═════ Selected text
As the Korean American community in New York City and the metropolitan area grows in size and influence interest in the controversial issue of Comfort Women increases apace. Just recently a memorial in Palisades Park, NJ sparked concern.
 Source: New York Times

Years ago I abstracted and indexed several books on Korean “Comfort Women.” These were females forced into prostitution in Imperial Japanese military brothels during World War II when Korea was a colony of Japan. After the war the victims sought recognition and restitution from successive Japanese governments for sexual slavery.  Most prime ministers ignored them.

In the 1990s it was what I call a “niche topic.” Few knew much about the subject, it was relatively quick to research and get up to speed (with English language sources), and the pace of events and publications weren’t hard to follow. I attended a symposium jointly hosted by the Korea Society and Japan Society in New York City then considered groundbreaking.

Even though I’m now retired I still follow the news. 

Fun stuff

Disclaimer. Many Korean women have milky “moonglow” skin—pearlescent, opalescent, you know it when you see it.  But they nurture tough troops. During military training I soldiered alongside some ROK [Republic of Korea] marines. We tried explaining the tactic of snatching an enemy prisoner to interrogate for intelligence gathering. To them there were two kinds of enemy: live enemy and dead enemy. Glad they’re on our side. 

My one and only trip to Seoul, South Korea was notable for early autumn charcoal-fueled smog and a cooked starfish whose dead suckers still had a death grip on the dinner plate. Also the contact sports. I remember crossing the street thinking that in New York City people on both corners move forward and somehow interweave and slide past each other. Koreans seem to aim straight for each other, barging forward quick-walk with head lowered like bulls. I watched Parliamentary proceedings on TV which often includes punching, wrestling, and chair-throwing—almost like watching Philadelphia’s City Council deemed by Mayor Billy Green to be the “worst legislative body in the free world.” I wouldn’t want to cross these lady MPs.
══════════
▶ [Requirements]
- A) From the Comfort Women post, extract the part that opens with the words containing "Source: New York" and closes with "ministers ignored them.".
- B) Answer these questions using the Comfort Women post.
(i) Which two organizations jointly hosted the symposium in New York City?
(ii) What fueled the smog noted during the trip to Seoul?
(iii) Who called Philadelphia's City Council the "worst legislative body in the free world"?
- C) Write a continuation of the Comfort Women post, starting after its final sentence.
═════ Given records
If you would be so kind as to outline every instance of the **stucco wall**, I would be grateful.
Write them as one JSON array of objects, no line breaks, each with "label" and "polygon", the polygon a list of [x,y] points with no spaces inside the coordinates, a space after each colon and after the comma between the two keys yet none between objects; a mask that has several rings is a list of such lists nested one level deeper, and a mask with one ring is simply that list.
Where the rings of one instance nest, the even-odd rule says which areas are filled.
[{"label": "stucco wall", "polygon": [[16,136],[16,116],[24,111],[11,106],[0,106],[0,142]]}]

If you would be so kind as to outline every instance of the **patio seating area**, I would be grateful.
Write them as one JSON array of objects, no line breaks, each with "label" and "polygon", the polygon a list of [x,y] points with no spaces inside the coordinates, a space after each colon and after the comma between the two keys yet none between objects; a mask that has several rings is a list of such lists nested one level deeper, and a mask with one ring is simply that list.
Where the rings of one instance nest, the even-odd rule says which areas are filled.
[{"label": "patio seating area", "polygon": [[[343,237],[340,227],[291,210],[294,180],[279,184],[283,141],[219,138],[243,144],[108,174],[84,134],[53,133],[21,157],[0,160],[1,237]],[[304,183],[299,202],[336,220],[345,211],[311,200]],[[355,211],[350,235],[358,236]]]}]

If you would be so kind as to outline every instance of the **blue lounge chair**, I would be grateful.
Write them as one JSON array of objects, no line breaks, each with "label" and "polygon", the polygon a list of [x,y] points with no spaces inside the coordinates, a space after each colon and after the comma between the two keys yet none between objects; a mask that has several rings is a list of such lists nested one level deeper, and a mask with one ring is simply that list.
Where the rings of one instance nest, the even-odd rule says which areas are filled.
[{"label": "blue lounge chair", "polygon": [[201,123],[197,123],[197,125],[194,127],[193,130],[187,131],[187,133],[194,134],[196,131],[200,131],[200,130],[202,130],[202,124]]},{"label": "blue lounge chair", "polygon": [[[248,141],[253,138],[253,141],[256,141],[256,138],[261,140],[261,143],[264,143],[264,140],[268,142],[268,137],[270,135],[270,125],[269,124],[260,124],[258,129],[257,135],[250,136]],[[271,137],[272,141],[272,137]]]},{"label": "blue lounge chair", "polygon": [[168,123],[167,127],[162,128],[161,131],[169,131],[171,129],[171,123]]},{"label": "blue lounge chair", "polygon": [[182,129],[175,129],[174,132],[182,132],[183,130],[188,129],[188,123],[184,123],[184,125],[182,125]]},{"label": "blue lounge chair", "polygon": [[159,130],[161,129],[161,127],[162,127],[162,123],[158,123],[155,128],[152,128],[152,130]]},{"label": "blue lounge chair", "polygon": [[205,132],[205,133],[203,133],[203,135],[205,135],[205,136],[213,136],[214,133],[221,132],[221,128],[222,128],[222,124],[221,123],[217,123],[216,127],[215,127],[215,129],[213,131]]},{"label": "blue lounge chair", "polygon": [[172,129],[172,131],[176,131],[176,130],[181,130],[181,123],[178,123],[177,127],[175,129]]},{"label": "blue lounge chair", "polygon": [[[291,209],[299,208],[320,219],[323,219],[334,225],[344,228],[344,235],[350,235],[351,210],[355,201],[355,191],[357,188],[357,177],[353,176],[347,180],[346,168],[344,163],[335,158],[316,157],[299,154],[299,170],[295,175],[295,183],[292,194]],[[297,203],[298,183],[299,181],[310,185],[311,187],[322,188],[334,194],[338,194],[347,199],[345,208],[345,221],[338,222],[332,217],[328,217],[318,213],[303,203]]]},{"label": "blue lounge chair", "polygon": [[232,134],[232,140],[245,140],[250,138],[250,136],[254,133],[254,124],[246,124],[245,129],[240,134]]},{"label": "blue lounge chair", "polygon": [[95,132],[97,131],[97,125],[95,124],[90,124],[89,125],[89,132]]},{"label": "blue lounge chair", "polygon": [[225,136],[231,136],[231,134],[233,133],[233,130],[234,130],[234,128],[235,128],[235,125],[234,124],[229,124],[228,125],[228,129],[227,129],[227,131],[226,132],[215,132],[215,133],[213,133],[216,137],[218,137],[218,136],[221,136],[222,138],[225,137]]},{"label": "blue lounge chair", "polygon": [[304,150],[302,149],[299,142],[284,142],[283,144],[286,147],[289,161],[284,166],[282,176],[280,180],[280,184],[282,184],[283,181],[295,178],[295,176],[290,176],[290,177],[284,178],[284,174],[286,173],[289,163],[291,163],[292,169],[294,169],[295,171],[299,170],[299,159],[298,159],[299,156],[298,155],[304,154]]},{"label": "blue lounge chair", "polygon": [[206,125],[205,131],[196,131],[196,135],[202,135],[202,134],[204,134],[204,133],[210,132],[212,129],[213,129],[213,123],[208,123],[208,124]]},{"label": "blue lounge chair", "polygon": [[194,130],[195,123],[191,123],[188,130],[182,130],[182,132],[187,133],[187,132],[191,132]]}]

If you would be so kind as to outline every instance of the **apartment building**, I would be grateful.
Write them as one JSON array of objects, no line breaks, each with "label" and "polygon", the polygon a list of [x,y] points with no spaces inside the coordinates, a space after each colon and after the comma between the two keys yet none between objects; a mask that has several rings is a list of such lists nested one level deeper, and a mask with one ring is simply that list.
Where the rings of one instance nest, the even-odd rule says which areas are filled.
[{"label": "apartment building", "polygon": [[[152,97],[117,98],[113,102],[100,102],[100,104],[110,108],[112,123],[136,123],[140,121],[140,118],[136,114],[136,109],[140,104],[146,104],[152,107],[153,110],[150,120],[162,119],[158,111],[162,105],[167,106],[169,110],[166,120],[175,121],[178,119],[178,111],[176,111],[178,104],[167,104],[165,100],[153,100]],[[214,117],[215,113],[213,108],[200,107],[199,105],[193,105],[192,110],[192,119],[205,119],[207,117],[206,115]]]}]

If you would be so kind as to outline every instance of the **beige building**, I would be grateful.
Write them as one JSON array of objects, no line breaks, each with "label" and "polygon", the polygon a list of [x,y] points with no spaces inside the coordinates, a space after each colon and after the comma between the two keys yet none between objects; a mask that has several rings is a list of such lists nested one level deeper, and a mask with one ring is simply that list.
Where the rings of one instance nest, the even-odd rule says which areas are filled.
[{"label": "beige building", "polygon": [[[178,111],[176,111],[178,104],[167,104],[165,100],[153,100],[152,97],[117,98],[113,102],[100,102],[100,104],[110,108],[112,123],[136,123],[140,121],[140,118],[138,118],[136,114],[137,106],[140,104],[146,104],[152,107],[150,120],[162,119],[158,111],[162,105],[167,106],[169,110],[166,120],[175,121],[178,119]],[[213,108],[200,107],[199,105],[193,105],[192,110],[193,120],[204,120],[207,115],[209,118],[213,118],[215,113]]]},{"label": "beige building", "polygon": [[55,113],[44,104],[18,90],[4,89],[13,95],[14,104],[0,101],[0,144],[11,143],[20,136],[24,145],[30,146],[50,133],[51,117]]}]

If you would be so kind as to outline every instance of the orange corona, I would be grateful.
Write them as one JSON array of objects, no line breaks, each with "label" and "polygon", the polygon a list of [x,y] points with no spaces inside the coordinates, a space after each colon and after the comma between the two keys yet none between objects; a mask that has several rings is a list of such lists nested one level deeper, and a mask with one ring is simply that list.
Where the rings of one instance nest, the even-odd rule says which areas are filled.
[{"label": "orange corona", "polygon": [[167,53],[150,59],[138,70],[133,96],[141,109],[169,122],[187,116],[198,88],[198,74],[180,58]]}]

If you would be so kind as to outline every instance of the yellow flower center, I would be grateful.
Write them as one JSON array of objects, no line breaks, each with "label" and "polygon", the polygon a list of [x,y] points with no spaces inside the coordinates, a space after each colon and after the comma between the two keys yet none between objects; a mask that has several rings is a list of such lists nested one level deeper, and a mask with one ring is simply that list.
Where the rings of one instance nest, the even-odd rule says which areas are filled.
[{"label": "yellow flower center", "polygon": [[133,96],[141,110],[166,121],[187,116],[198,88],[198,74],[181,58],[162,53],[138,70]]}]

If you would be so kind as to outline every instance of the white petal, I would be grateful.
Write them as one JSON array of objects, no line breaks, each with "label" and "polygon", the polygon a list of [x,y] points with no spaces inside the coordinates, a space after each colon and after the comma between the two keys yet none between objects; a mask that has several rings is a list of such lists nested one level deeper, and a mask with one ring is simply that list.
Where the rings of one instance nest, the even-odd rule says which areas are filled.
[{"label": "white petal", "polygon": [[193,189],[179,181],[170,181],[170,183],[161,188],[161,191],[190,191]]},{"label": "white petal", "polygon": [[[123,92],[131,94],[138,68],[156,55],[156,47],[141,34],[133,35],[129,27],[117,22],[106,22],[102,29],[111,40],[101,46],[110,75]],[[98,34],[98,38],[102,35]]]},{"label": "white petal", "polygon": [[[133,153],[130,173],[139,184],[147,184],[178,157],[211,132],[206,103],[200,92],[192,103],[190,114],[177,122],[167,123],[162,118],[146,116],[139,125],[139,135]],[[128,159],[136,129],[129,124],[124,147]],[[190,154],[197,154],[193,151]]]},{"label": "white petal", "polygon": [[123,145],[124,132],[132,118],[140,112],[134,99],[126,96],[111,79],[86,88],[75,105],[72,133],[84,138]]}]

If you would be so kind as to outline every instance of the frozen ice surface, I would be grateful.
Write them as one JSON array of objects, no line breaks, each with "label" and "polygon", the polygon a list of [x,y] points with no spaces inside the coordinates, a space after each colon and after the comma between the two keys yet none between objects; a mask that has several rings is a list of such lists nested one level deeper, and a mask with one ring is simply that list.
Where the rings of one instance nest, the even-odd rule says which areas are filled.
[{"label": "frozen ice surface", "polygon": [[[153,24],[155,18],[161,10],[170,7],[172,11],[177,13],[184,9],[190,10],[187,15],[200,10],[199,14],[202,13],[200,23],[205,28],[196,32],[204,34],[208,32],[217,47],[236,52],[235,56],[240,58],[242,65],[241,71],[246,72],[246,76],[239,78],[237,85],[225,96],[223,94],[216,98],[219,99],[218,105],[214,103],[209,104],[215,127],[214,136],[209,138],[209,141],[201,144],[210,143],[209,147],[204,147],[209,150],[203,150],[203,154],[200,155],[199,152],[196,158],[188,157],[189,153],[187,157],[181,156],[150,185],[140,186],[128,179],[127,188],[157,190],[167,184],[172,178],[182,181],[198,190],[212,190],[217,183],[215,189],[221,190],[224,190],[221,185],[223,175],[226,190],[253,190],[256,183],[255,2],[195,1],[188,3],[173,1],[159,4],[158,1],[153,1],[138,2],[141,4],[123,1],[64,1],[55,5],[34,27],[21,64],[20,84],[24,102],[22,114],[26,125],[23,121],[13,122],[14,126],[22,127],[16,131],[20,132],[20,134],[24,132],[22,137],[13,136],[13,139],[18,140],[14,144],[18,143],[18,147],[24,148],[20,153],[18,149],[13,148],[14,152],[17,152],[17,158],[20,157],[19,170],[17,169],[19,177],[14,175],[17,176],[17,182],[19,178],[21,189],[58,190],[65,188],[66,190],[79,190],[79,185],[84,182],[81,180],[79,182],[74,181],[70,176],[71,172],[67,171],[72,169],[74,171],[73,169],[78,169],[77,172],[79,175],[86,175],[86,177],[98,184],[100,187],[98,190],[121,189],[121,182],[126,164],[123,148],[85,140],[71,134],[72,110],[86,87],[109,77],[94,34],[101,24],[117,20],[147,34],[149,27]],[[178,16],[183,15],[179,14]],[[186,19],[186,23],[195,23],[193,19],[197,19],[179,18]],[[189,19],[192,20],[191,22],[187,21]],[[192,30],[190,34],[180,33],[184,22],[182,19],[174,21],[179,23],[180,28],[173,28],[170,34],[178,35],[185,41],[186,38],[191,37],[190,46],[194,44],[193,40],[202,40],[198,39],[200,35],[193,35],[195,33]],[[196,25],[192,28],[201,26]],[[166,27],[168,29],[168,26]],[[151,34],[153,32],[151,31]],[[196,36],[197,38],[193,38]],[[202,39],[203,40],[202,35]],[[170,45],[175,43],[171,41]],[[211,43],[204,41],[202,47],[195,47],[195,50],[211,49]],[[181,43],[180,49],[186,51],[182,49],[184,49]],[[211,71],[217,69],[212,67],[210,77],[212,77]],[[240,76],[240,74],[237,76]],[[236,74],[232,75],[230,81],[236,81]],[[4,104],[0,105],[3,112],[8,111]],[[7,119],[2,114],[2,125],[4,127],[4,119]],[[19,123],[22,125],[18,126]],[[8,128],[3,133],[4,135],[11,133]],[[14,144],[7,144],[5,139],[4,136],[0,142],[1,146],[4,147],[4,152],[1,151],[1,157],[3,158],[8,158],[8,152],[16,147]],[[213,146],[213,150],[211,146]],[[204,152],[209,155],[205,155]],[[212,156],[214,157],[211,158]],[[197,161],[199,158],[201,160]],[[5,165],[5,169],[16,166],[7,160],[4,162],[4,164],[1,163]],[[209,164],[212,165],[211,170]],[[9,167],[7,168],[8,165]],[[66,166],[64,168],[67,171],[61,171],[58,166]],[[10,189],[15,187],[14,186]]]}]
══════════
▶ [Task-by-task outputs]
- A)
Source: New York Times

Years ago I abstracted and indexed several books on Korean “Comfort Women.” These were females forced into prostitution in Imperial Japanese military brothels during World War II when Korea was a colony of Japan. After the war the victims sought recognition and restitution from successive Japanese governments for sexual slavery.  Most prime ministers ignored them.

- B)
(i) The Korea Society and the Japan Society
(ii) Charcoal
(iii) Mayor Billy Green

- C)
Lee Jung-hee, centre, a lawmaker of the opposition Democratic Labour Party, is dragged out by the ruling Grand National Party's lawmakers at the National Assembly in Seoul, South Korea today as the session descended into a brawl.

Many lucky GI pals brought home a “souvenir” Korean wife. I was still out shopping.        

Decades later New York City is even more blessedly diverse and I entirely enjoy every day that I’m here. Soldier of Fortune magazine, “my bible” as Jay Leno says, runs ads about meeting exotic women. No problem. I just buy a Metrocard and ride the subway. Mamma Cho who runs my local bottle shop presents me with a bottle of Korean Soju liquor every year on my birthday. And the post office would fold-up even faster without Korean postal women.

When friends and I go to Midtown Manhattan’s “Koreatown,” forget the kimchee jokes. I have my own way of picking restaurants. Open the door and inhale—if the spiciness doesn’t knock me over, maybe; if I see round-eye guys dining with Asian gal pals, OK!  My favorite dish is a kind of cold vegetable salad and steak tartar topped with a raw egg, which I order by pointing at pictures in the menu.

We also enjoy a Korean buffet in Palisades Park. I like OB beer for breakfast. Most food items are labeled in English and Korean. When I see something labeled only in Korean the “duck chef” (often female nowadays) jokes that if I can’t read it probably only a Korean would want to eat it! There are always enough other choices. My friend’s grandkids load up on their favorite “Korean” delicacies: ice cream and Jell-O cubes!

Middle-age Korean American women are notorious for their, um, driving skills (which is the polite way to say lack thereof). You see these petite gals looking through the steering wheel of huge SUV’s as they plow along in “Fo’ Lee” [Fort Lee, NJ]. When my friend’s teenage son who lives nearby had trouble taking his driver’s license test he exclaimed in frustration “Just call me Mrs. Kim!”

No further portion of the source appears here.